- [Qué hacer] Prosigue el texto sobre la película «Round Midnight» a partir de su última oración.

- [Texto para analizar]

================================

Estoy cansado de todo.
De todo, menos de la música.
Dale Turner
Vamos a seguir hablando de Alrededor de la Medianoche. Ahora, nos centramos en la película, tras esta entrada musical. Y es que… ¡nos gusta el Cine con Swing!
Hay películas que parecen filmadas en estado de gracia y que, más que contar una historia, cuentan la vida. “Round Midnight” (1986), dirigida por Bertrand Tavernier, es una de ellas.
No se puede concebir que cualquier aficionado al jazz no haya visto “Round Midnight”. Puede haber otras fallas, lagunas o ausencias perdonables y disculpables en el bagaje fílmico de los aficionados al jazz. Ésta no lo es.
Porque, con esta película, Bertrand Tavernier consiguió algo tan difícil como es filmar el jazz. Tal cual. De hecho, es el mejor y más acabado ejemplo de sinestia fílmico-musical que podemos disfrutar.
Todo comienza en Nueva York. De forma fantasmal. Con una persona que pregunta, a través de una voz en off, si aquella es la habitación en la que murió Hersell. Y una respuesta evasiva: puede ser. A fin de cuentas, todas aquellas habitaciones de hotel de parecían, con esas cortinas mugrientas y el mismo papel pintado.
Más adelante volveremos a aquella habitación. Porque otra de las virtudes de la película de Taverniar es que juega musicalmente con el tiempo y con el espacio, como si el guion contuviera libérrimas y evocadoras improvisaciones que parten de la línea argumental principal.
Una historia que comienza viajando de Nueva York a París. Porque en París hay menos frialdad. Del Puente de Queensboro a la Ciudad de la Torre Eiffel, conectados a través del hierro que conforma dos de los monumentos modernos más conocidos del mundo.

================================

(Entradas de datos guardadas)
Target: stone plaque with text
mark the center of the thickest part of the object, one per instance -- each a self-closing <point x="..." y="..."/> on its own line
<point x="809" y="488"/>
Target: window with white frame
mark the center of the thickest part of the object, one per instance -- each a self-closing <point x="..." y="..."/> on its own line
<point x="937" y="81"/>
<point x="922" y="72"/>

================================

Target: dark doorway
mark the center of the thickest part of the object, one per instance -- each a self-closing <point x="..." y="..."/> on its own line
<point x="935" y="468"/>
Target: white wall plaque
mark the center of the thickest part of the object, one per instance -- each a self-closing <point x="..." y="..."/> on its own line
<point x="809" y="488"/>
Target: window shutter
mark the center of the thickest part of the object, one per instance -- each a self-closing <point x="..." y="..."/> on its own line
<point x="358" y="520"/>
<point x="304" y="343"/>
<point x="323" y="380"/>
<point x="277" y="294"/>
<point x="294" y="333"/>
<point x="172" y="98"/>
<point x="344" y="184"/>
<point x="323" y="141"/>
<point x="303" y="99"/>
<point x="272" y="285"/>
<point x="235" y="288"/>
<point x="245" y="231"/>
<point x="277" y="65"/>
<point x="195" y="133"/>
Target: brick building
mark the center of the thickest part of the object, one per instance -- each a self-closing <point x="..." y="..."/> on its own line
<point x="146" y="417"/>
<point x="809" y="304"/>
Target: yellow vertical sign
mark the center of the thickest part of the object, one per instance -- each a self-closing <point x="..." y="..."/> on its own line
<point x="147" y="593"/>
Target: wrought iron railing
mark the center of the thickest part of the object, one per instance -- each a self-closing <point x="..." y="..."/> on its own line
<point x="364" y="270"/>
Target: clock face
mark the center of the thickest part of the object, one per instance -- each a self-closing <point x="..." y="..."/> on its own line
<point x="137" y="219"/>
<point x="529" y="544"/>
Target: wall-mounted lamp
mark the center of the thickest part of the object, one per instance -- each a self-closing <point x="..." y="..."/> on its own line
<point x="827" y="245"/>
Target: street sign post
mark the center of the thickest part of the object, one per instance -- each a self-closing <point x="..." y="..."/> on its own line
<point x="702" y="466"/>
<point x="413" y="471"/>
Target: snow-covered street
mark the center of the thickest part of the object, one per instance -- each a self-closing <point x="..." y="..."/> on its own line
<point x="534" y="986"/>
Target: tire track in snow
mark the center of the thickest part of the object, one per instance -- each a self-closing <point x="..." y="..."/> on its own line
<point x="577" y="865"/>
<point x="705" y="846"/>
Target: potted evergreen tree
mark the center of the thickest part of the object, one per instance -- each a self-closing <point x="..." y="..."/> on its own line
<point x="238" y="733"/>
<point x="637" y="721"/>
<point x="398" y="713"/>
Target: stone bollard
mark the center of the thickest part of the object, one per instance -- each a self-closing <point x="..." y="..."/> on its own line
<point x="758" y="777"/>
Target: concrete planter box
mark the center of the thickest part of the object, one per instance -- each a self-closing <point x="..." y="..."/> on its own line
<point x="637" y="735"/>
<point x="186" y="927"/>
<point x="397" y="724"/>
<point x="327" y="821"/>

================================

- [Respuesta escrita]
El protagonista es Dale Turner, interpretado por un majestuoso Dexter Gordon que, por este papel, sería nominado al Óscar, además de ganar el David di Donatello al mejor actor extranjero en Italia. Se trata de un músico que viaja ligero de equipaje, apenas un puñado de ropa… y su saxofón. Siempre, el saxofón.
En París se instala en un hotel frecuentado por músicos y regentado por una mujer cuya personalidad estaba a la altura de su rotundo trasero, no por casualidad se la conocía como Buttercup.
Por la actitud de Dale, de Buttercup y de otro de los vecinos del hotel, otro músico americano cuya principal actividad es cocinar, a cualquier hora del día o de la noche; sabemos que Dale es un viejo conocido del hotel y de la parroquia de exiliados norteamericanos que en él residen, como si fueran una especie de Generación Perdida que cambió la pluma por el saxo y las teclas de la máquina de escribir por las del piano. Pero con menos glamour. Con mucho menos glamour. Y también conoceremos, desde el principio, la otra gran afición de Turner, la que le pierde, la que le condiciona la vida: la botella. El vino tinto. El alcohol.
Sin apenas darle tiempo para que se instale en su cuartucho, Buttercup se lleva a Dale a tocar. A un club cuyo nombre tiene resonancias míticas: el Blue Note, uno de esos garitos a los que se accede bajando unas escaleras y que queda por debajo del nivel de la calle. Dale interpreta “El tiempo pasará”, después de ser presentado por el pianista que le acompañará en el escenario durante todas las noches que actúe en el local, interpretado por el mismísimo Herbie Hancock, uno de los grandes pianistas de la historia del jazz y autor de la magistral, impresionante e histórica banda sonora de “Round Midnight”, ganadora del Oscar de 1987 a la Mejor Música.
El tiempo pasará. Quizá sea eso lo que busca Dale. Que el tiempo pase. Porque su marcha de Nueva York es una huida. A ningún sitio. Porque al otro lado del Atlántico, le espera él mismo. Con sus achaques. Su alcoholismo. Su aspecto desvalido y sus andares imposibles.
¿Te gusta el baloncesto?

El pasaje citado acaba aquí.